Instructions for the task ▸
Reproduce the data below exactly as written. Pictures do not belong in the copy.

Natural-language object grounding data
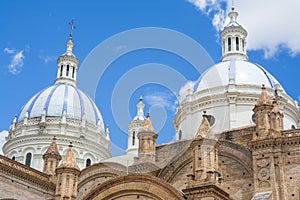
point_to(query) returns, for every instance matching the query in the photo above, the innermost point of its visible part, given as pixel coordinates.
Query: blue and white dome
(62, 111)
(59, 98)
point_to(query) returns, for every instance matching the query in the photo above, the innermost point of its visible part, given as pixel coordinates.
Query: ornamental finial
(72, 27)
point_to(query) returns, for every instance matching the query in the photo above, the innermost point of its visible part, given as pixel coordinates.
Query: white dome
(59, 98)
(238, 72)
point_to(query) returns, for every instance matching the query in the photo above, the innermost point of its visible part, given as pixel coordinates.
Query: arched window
(293, 127)
(61, 68)
(211, 119)
(28, 159)
(237, 43)
(68, 69)
(253, 118)
(180, 135)
(87, 162)
(73, 72)
(229, 44)
(243, 45)
(133, 138)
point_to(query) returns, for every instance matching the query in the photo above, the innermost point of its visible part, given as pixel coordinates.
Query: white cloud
(16, 63)
(163, 99)
(8, 50)
(47, 59)
(3, 134)
(272, 25)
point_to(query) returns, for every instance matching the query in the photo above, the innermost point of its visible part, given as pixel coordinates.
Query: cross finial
(232, 5)
(72, 27)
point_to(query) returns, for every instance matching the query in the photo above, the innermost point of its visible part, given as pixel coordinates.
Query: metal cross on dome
(72, 27)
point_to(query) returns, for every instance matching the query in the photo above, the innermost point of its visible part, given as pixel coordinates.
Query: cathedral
(237, 138)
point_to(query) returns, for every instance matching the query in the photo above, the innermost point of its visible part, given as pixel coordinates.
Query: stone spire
(148, 124)
(233, 39)
(140, 110)
(67, 64)
(69, 160)
(53, 147)
(276, 119)
(204, 126)
(134, 127)
(147, 142)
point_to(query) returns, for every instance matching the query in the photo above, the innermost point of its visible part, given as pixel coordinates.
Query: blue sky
(34, 34)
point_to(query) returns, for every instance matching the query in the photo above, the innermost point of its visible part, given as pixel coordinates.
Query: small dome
(139, 117)
(237, 72)
(59, 98)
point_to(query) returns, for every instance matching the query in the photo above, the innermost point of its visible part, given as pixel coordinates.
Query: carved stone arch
(238, 153)
(171, 170)
(134, 186)
(96, 174)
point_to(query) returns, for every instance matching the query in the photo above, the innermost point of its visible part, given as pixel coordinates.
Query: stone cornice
(206, 191)
(24, 173)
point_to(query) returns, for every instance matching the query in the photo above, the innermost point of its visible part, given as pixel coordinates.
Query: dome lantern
(233, 39)
(67, 64)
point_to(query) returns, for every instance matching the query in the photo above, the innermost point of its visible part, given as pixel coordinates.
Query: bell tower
(233, 39)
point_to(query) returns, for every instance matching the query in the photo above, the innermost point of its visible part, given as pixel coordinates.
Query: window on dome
(180, 135)
(237, 44)
(243, 44)
(68, 69)
(88, 162)
(61, 68)
(28, 159)
(293, 127)
(229, 44)
(133, 138)
(211, 120)
(73, 72)
(253, 118)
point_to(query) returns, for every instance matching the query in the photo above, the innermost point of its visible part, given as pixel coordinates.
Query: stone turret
(51, 158)
(205, 155)
(134, 127)
(276, 119)
(147, 142)
(233, 39)
(67, 177)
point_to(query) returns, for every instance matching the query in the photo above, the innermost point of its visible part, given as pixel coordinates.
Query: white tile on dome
(25, 108)
(73, 108)
(40, 102)
(89, 110)
(56, 102)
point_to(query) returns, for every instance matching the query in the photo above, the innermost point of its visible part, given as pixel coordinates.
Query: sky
(142, 48)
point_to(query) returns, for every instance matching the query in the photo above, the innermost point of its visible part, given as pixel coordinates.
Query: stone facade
(207, 167)
(253, 162)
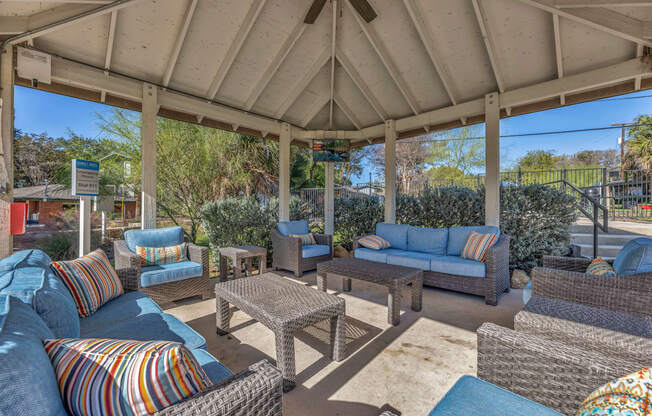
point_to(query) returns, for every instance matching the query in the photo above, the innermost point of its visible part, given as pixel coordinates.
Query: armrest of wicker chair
(256, 391)
(624, 293)
(550, 373)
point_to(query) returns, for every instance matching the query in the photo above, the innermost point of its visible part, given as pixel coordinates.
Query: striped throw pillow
(600, 267)
(374, 242)
(91, 280)
(153, 256)
(306, 239)
(477, 245)
(112, 377)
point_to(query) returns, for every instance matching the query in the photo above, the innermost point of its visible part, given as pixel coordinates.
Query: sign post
(85, 184)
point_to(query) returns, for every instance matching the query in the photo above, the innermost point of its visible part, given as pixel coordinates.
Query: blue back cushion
(293, 227)
(635, 257)
(457, 236)
(27, 379)
(396, 234)
(157, 237)
(27, 276)
(428, 240)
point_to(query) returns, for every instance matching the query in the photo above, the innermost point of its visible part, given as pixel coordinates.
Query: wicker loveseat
(168, 282)
(35, 305)
(437, 253)
(290, 254)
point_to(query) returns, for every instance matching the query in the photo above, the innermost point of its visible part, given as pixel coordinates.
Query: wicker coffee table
(284, 307)
(389, 275)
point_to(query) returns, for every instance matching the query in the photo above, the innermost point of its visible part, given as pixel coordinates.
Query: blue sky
(38, 112)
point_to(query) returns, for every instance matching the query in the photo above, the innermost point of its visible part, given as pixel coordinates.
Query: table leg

Answer below ▸
point_to(query) returns, for every instance matching the query in the photo above, the innermost point of its visible part, given as pixel coordinates.
Query: blue and white dome
(62, 111)
(59, 98)
point_to(query) returns, for every instance matching the query in the photo above, the innermost point of its visible part, given as pixel coordinates.
Query: ornamental finial
(72, 27)
point_to(query) returns, for every instance matching the query in the photo above, the innermost point of its visible part, given as pixel coordinates.
Query: white dome
(59, 98)
(238, 72)
point_to(query) returns, for every instance matching the query in the photo above, the innermost point of its visible part, given as pixel coordinates.
Query: arched window
(293, 127)
(61, 68)
(211, 119)
(28, 159)
(237, 43)
(68, 69)
(253, 118)
(180, 135)
(87, 162)
(73, 72)
(229, 44)
(243, 45)
(133, 138)
point_to(query) returns, for every instance matching the query in the photo above, the innermost point of its visible part, given as pixel coordinates.
Query: white cloud
(16, 63)
(163, 99)
(8, 50)
(47, 59)
(3, 134)
(272, 25)
point_to(query) returns, for every instance matching the query in the photo above, the innermost point of its visible part, given as pixel coordinates.
Query: cross finial
(232, 5)
(72, 27)
point_to(query) returns, for every instance matching the query in the photo above, the innermost point of its visible part, given as pixel coordinates.
Query: metal cross on dome
(72, 27)
point_to(query) returns, for every instance matching the query in the photo above, the innermost point of its visible part, given as pixel coordinates.
Query: cathedral
(237, 138)
point_to(query) returns, for every instance matching the query in the photo above, the innermost point of its visible part, given as pixel coordinates.
Query: stone spire
(148, 124)
(233, 39)
(140, 110)
(67, 64)
(69, 160)
(53, 147)
(276, 119)
(204, 126)
(134, 127)
(147, 142)
point_to(query) returns, for every instance matching the query in the photo above, the innermost point of its visible part, given as pixel coordinates.
Query: blue sky
(34, 34)
point_to(query) returns, for every instance matching the query in the photo above, the innermost point of its visible part, given as pixel coordinates.
Query: small dome
(139, 117)
(237, 72)
(59, 98)
point_to(query) returns, for every instance matching the query in the photo above, the innermost point of its visible part, given as pixel coordinates.
Query: carved stone arch
(238, 153)
(171, 170)
(134, 186)
(96, 174)
point_to(query) returns, for every instance matching the query in the photo above, the innermost point of its visible part, given as pixel coordinates.
Query: stone cornice
(206, 191)
(24, 173)
point_to(query) returns, for every instance matching the query in the photo above, the innermost point of its visible part, given as pixel coordinates.
Query: dome lantern
(233, 39)
(67, 64)
point_to(query) returns, for every instance matching the query in the photo above, the innermost point of its visible part, given as pixel coordinates.
Query: bell tower
(233, 39)
point_to(query) returns, for every instance matching the query in the photo above, the innermost point of its visible part, given as pixel coordinates.
Query: window on dome
(180, 135)
(237, 44)
(243, 44)
(68, 69)
(88, 162)
(61, 68)
(28, 159)
(293, 127)
(229, 44)
(133, 138)
(211, 120)
(73, 72)
(253, 118)
point_to(query) returns, for every instance matching the query in the photo above, the innermost point of its visible part, given as pixel coordinates.
Query: stone turret
(51, 158)
(205, 155)
(134, 127)
(276, 119)
(147, 142)
(233, 39)
(67, 177)
point_to(query) returns, for every instance matching the query in the photo above, the innermost point of its visible part, given as pixel coordinates.
Query: white tile on dome
(25, 108)
(73, 108)
(40, 102)
(89, 110)
(56, 102)
point_to(query) returns, for every instance matching the query in the photo above, the innermost point of its visible part, given as pixel coordinates.
Query: sky
(142, 48)
point_to(query) returns, for every instance matching the query in the photo above, the innermost point of its visible part, given as pixel coordinates.
Query: stone facade
(207, 167)
(253, 162)
point_to(query) returns, for every instance matching the query in the photo above, the innermost point of its visible part, given as pixel coordinates.
Query: armrest of wicker chair
(256, 391)
(624, 293)
(550, 373)
point_to(query) returns, for every instance matching the query in the photo above, the innermost point of its visible part, given as pixel coordinates.
Query: striped throw pillow
(600, 267)
(374, 242)
(91, 280)
(153, 256)
(306, 239)
(477, 245)
(112, 377)
point_to(query) returns, for every instance matching the query in the photo above, the innermost point of its visible part, given as pixel coordinates.
Query: sign post
(85, 184)
point_to(query) returns, for every instance matching the query in the photo above, the innermost point of its visible part, given as pixel coordinates.
Query: blue back cushion
(293, 227)
(635, 257)
(457, 236)
(27, 379)
(396, 234)
(157, 237)
(27, 276)
(428, 240)
point_to(query) returns, for every instance matching the query in the photo above, the innermost point of its visible part, given as pixel coordinates.
Query: wicker loveseat
(168, 282)
(35, 305)
(437, 253)
(290, 254)
point_to(query) returns, for every instance matching the query in the photo above, the innermost point of its visible part, given as pixel coordinates.
Query: wicker coffee table
(284, 307)
(389, 275)
point_to(query) returns, for every instance matching the query in the photo above, the innermost point of its visible part, given as pixel coordinates.
Query: blue sky
(38, 112)
point_to(query) returns, for every instance matching the query in the photo above, the innermost point of its visible part, given as pixel coordinates.
Query: table leg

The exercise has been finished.